START Dataset extract

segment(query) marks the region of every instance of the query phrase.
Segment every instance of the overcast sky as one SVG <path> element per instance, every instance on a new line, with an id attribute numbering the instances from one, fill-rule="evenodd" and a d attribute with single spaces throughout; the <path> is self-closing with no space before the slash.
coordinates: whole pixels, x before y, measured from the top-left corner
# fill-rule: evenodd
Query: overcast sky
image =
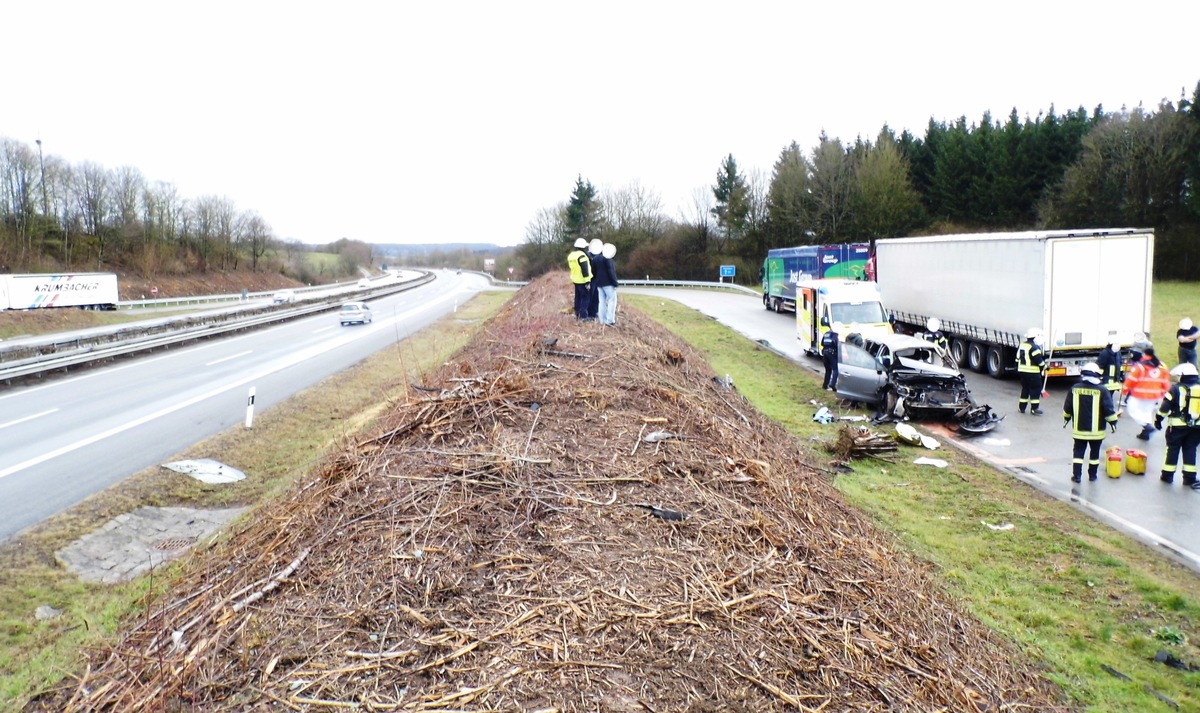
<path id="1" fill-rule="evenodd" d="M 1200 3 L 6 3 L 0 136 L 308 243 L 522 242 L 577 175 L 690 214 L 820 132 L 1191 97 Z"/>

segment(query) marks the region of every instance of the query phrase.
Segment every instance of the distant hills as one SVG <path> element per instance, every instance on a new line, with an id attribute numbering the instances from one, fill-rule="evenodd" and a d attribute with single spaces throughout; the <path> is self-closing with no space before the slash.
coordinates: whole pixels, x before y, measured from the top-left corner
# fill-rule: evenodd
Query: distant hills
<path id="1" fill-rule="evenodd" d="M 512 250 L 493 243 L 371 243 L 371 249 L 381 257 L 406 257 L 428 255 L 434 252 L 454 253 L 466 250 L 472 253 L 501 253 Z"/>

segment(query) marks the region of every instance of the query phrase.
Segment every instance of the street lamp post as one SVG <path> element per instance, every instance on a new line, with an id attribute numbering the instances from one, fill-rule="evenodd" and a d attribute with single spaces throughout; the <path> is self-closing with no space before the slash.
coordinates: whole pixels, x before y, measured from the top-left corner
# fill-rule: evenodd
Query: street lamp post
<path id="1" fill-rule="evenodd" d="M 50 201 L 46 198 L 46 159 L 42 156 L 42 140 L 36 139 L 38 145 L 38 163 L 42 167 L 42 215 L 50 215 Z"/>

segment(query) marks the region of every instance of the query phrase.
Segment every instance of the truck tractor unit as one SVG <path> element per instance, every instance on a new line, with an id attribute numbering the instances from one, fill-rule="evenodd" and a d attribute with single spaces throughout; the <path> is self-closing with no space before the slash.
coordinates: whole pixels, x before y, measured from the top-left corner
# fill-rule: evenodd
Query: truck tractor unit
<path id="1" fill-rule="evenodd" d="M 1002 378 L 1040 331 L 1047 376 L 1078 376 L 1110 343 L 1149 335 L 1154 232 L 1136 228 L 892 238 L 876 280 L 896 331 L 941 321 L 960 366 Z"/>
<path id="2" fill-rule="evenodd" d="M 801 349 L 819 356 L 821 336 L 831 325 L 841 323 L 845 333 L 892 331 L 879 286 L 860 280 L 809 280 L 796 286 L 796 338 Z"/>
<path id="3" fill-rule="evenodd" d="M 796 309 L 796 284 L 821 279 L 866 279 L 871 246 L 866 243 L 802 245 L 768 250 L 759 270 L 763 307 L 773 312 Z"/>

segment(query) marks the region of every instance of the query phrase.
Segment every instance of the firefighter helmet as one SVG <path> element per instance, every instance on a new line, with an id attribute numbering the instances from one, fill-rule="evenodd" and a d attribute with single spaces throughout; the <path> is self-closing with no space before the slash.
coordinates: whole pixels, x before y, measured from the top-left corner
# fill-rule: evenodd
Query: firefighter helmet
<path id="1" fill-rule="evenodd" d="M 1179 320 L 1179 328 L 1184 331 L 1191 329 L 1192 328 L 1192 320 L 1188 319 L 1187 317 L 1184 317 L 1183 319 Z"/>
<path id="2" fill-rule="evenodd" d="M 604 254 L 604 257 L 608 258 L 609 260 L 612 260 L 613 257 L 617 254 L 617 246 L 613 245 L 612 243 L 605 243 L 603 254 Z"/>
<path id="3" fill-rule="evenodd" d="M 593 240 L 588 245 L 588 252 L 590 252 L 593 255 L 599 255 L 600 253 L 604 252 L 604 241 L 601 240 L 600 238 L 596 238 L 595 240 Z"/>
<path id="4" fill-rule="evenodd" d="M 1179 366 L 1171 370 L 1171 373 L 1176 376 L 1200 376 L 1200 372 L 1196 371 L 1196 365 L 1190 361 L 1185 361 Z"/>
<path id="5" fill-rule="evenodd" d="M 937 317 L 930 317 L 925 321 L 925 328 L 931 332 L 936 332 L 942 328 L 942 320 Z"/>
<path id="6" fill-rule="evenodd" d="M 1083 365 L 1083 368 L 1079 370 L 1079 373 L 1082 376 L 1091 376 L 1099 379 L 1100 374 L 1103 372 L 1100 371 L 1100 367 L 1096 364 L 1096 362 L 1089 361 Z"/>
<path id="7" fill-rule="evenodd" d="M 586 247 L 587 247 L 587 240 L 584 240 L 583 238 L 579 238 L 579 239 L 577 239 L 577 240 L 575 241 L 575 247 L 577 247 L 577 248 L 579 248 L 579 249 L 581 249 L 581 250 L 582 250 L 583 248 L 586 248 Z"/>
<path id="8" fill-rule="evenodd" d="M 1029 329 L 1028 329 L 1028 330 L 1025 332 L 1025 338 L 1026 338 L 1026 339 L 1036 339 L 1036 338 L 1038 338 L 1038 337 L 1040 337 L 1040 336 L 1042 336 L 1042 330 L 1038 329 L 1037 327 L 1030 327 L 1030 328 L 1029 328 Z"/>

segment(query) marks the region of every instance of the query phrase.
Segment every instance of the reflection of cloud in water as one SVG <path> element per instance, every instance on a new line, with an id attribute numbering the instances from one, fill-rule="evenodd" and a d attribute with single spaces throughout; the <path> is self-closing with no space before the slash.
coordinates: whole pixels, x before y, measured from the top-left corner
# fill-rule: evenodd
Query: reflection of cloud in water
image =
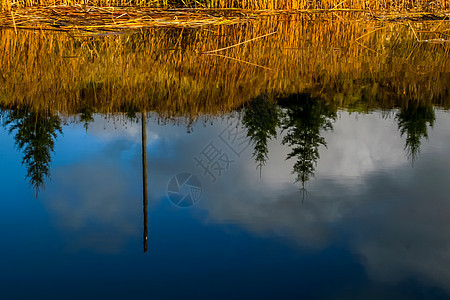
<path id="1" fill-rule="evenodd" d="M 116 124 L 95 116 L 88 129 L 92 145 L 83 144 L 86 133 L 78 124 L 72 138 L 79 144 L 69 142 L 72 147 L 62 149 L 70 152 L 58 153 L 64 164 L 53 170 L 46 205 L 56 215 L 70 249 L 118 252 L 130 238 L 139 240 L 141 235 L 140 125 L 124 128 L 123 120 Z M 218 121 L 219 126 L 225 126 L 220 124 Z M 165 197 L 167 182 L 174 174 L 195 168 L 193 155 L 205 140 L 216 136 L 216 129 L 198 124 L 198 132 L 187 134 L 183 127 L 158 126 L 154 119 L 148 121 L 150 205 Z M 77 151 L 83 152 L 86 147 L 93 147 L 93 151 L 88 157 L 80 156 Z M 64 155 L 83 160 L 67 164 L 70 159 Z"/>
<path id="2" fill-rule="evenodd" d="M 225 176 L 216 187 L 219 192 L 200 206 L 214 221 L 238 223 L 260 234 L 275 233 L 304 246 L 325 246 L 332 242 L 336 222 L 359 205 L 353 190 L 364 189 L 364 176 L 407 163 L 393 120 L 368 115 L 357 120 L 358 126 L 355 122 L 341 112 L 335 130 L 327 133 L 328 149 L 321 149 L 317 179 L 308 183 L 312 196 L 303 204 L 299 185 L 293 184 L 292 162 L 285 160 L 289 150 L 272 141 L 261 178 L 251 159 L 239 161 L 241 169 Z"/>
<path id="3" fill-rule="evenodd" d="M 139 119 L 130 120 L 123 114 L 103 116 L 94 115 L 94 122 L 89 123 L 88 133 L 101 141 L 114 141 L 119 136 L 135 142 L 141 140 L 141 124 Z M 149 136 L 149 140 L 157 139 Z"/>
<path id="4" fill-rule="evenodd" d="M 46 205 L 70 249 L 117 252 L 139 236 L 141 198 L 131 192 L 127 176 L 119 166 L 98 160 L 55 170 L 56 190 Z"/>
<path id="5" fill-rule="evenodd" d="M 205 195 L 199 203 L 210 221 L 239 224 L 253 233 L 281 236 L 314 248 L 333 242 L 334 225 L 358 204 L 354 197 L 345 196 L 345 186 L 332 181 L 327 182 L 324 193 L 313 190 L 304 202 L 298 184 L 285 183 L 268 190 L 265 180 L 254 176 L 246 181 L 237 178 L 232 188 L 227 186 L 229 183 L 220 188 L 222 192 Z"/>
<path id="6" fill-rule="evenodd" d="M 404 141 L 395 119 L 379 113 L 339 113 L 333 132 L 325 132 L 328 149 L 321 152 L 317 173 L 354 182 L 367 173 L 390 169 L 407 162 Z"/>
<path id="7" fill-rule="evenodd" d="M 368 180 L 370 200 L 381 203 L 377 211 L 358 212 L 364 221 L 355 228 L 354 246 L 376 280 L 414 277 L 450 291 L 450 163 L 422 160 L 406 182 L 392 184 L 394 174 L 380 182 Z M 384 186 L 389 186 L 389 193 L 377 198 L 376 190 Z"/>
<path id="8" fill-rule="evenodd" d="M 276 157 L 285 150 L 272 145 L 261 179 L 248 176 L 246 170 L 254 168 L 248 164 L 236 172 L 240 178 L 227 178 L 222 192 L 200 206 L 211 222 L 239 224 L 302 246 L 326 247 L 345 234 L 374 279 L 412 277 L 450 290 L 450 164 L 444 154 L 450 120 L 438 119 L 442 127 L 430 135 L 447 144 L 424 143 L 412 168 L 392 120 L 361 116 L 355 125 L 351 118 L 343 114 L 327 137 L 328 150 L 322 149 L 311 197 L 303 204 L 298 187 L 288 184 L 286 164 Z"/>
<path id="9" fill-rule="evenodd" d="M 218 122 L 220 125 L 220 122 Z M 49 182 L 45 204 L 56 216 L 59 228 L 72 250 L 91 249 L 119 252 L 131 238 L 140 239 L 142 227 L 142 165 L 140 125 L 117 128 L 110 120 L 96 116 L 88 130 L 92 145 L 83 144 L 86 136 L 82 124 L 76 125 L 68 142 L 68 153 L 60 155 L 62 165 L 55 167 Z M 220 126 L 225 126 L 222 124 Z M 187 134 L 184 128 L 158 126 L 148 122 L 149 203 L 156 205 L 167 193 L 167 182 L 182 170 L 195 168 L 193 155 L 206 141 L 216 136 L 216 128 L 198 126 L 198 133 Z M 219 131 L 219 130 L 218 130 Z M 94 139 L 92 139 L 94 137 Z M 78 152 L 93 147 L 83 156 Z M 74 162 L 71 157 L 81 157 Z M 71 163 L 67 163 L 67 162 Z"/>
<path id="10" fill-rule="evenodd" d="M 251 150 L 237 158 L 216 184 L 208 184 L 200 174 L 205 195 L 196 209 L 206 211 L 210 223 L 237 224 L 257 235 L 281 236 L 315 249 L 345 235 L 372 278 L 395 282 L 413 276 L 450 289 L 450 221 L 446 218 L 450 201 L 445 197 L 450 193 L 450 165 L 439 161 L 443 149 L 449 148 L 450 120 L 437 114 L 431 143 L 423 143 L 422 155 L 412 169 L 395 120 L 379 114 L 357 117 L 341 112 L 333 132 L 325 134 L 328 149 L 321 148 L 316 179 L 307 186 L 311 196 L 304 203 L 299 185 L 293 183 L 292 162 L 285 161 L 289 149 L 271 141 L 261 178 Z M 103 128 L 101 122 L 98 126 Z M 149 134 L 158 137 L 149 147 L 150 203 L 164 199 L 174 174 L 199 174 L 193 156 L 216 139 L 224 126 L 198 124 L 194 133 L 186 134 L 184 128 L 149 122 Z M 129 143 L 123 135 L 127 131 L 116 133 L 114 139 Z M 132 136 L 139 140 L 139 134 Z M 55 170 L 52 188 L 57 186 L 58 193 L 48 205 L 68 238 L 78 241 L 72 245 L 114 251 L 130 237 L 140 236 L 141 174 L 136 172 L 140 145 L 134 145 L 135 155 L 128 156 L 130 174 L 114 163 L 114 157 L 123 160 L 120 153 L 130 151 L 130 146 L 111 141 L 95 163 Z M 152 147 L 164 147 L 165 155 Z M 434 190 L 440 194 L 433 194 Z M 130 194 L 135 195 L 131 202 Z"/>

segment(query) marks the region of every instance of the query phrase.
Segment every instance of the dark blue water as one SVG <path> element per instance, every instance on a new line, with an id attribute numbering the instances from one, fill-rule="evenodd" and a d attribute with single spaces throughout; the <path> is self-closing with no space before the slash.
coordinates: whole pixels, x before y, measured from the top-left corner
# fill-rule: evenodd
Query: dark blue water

END Dataset extract
START Dataset extract

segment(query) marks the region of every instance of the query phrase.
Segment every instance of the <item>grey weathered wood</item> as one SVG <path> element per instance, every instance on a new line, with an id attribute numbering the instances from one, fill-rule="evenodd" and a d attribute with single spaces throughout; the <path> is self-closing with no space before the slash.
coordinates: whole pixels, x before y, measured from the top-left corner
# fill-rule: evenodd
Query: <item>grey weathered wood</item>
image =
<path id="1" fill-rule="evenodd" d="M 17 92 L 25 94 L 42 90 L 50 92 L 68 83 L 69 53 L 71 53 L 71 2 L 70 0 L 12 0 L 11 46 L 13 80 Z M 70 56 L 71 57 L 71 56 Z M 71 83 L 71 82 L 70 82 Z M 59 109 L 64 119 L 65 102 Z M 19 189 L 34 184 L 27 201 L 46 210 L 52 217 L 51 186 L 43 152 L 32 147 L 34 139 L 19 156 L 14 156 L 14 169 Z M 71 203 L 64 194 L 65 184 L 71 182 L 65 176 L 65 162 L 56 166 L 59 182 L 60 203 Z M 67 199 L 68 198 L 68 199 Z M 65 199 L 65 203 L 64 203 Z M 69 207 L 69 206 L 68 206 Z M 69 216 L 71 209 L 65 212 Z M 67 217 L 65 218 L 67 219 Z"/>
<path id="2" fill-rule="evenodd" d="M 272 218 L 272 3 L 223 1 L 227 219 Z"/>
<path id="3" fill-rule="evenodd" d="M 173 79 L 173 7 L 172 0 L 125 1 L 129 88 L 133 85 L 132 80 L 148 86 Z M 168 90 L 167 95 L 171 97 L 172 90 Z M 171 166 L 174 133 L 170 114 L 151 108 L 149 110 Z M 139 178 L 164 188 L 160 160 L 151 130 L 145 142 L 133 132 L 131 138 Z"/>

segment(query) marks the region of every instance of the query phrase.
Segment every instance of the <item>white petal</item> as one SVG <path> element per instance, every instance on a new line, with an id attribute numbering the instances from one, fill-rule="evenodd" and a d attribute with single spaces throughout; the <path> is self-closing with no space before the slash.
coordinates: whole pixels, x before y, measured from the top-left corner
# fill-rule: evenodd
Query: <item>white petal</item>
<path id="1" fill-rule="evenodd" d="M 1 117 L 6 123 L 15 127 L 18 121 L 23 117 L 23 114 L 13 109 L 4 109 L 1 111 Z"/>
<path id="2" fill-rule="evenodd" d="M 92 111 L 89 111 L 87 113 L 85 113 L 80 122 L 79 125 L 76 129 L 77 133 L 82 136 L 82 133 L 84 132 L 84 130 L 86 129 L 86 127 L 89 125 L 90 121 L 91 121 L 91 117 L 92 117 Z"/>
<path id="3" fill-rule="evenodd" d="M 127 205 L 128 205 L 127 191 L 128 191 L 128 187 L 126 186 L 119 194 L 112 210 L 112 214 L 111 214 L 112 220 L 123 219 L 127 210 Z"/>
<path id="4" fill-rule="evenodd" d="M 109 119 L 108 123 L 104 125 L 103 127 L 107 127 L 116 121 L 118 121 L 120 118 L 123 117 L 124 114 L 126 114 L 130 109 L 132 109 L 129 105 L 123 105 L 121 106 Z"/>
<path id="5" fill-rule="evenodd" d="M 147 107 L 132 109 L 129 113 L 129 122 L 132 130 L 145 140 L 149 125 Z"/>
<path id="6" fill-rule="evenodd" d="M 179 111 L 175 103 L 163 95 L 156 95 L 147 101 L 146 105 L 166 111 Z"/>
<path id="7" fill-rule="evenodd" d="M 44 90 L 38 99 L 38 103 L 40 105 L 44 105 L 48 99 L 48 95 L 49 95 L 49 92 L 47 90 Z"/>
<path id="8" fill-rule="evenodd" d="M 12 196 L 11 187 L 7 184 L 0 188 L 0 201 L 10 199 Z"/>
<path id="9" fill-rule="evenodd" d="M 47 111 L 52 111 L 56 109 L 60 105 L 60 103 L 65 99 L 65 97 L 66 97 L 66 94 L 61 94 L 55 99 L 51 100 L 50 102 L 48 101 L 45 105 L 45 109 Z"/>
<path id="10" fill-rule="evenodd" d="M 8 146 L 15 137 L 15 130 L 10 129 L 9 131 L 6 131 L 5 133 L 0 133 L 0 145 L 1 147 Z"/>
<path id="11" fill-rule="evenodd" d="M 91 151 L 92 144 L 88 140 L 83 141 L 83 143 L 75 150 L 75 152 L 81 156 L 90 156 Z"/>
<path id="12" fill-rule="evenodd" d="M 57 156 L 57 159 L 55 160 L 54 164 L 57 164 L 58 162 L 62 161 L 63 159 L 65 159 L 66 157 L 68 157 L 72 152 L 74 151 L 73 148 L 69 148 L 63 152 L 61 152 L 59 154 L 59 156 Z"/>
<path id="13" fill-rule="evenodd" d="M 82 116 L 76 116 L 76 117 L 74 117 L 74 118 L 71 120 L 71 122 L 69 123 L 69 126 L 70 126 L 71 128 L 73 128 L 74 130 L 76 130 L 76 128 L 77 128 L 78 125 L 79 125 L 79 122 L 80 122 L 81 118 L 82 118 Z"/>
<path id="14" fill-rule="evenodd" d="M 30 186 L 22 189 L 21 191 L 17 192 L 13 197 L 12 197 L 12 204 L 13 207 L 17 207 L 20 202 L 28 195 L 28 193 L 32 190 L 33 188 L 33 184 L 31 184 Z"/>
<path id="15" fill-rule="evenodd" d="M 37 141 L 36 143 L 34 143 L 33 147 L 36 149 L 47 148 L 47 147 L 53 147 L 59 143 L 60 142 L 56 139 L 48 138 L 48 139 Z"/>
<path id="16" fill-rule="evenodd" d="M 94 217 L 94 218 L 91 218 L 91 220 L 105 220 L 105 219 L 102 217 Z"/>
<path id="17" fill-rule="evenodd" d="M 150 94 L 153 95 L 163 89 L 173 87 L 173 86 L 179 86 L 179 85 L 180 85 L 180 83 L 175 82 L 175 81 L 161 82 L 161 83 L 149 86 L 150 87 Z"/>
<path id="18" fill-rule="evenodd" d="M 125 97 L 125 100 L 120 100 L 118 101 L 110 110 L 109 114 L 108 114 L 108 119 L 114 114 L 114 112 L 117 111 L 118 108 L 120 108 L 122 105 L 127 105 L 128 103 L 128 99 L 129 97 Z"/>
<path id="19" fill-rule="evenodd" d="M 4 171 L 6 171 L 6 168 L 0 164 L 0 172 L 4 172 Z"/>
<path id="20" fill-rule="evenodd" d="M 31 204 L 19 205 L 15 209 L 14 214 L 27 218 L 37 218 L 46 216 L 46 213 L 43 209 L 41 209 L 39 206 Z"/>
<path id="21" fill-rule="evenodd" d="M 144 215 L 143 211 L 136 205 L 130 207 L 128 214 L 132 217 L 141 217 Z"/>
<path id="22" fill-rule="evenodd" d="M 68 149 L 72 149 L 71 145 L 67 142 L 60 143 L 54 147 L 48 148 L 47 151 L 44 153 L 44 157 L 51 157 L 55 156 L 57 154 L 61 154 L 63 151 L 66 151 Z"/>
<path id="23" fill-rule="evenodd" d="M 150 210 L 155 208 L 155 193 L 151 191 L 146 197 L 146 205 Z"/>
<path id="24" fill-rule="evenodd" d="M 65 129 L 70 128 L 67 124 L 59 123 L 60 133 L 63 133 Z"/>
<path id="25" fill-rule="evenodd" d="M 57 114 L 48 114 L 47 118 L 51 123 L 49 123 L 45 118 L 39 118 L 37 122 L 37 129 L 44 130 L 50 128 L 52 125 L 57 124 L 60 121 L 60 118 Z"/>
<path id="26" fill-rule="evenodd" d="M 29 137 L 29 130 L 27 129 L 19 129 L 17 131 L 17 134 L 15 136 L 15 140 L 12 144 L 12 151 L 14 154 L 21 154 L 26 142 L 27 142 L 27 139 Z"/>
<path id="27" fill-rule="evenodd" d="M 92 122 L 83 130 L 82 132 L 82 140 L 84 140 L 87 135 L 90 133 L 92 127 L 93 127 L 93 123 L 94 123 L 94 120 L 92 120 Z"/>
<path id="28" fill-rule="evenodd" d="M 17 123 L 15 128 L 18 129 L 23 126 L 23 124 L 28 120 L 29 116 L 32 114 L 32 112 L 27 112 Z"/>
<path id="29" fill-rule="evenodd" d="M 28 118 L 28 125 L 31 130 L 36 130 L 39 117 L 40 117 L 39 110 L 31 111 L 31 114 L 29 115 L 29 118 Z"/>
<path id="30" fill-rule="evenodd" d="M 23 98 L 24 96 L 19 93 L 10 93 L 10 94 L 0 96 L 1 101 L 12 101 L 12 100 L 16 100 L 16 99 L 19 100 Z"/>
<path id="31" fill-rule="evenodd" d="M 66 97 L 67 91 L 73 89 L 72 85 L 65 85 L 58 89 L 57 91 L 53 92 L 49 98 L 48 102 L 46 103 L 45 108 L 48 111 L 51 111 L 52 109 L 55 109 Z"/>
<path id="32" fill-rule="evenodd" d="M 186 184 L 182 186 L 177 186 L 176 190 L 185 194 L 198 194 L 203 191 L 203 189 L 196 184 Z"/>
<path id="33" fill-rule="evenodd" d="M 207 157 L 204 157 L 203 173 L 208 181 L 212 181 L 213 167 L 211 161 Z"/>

END Dataset extract

Would you please return all lines of the data that include the word "wood"?

Segment every instance of the <item>grey weathered wood</item> as one SVG <path> element per instance, every instance on a new line, with an id attribute numbering the instances from one, fill-rule="evenodd" and a d attribute with single spaces throughout; the <path> is self-closing with no space before the slash.
Query: <item>grey weathered wood</item>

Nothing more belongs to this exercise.